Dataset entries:
■ ■ ■
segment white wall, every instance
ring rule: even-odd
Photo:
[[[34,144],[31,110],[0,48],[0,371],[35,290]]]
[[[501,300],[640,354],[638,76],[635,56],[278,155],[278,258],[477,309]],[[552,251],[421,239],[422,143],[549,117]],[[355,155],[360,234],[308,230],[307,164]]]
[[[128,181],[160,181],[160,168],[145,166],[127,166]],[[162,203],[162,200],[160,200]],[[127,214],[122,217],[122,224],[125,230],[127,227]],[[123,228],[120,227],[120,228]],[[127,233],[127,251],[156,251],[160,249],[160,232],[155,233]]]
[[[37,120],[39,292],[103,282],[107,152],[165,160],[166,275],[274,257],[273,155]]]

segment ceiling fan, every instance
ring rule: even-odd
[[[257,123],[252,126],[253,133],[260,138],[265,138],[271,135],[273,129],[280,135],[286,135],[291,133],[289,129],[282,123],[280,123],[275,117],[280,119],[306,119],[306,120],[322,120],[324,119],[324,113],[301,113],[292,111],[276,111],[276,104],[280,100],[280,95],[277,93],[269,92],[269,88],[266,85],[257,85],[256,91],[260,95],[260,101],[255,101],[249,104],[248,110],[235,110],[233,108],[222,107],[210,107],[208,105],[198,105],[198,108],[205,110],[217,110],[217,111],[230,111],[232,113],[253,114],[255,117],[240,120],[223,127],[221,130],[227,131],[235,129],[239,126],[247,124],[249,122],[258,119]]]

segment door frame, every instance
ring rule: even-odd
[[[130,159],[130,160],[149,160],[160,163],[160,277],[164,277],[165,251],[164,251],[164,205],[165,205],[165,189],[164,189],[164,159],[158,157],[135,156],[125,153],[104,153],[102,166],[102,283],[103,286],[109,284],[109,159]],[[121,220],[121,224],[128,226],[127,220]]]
■ ■ ■
WHAT TO DO: The result should consist solely of the lines from the one that contains "segment door frame, every instance" to the last line of the records above, reproduced exactly.

FINISHED TASK:
segment door frame, every instance
ring rule: even-odd
[[[130,159],[130,160],[149,160],[160,163],[160,277],[164,277],[165,251],[164,251],[164,205],[165,205],[165,189],[164,189],[164,159],[158,157],[135,156],[125,153],[104,153],[102,166],[102,283],[103,286],[109,284],[109,159]],[[121,220],[121,224],[128,226],[127,220]]]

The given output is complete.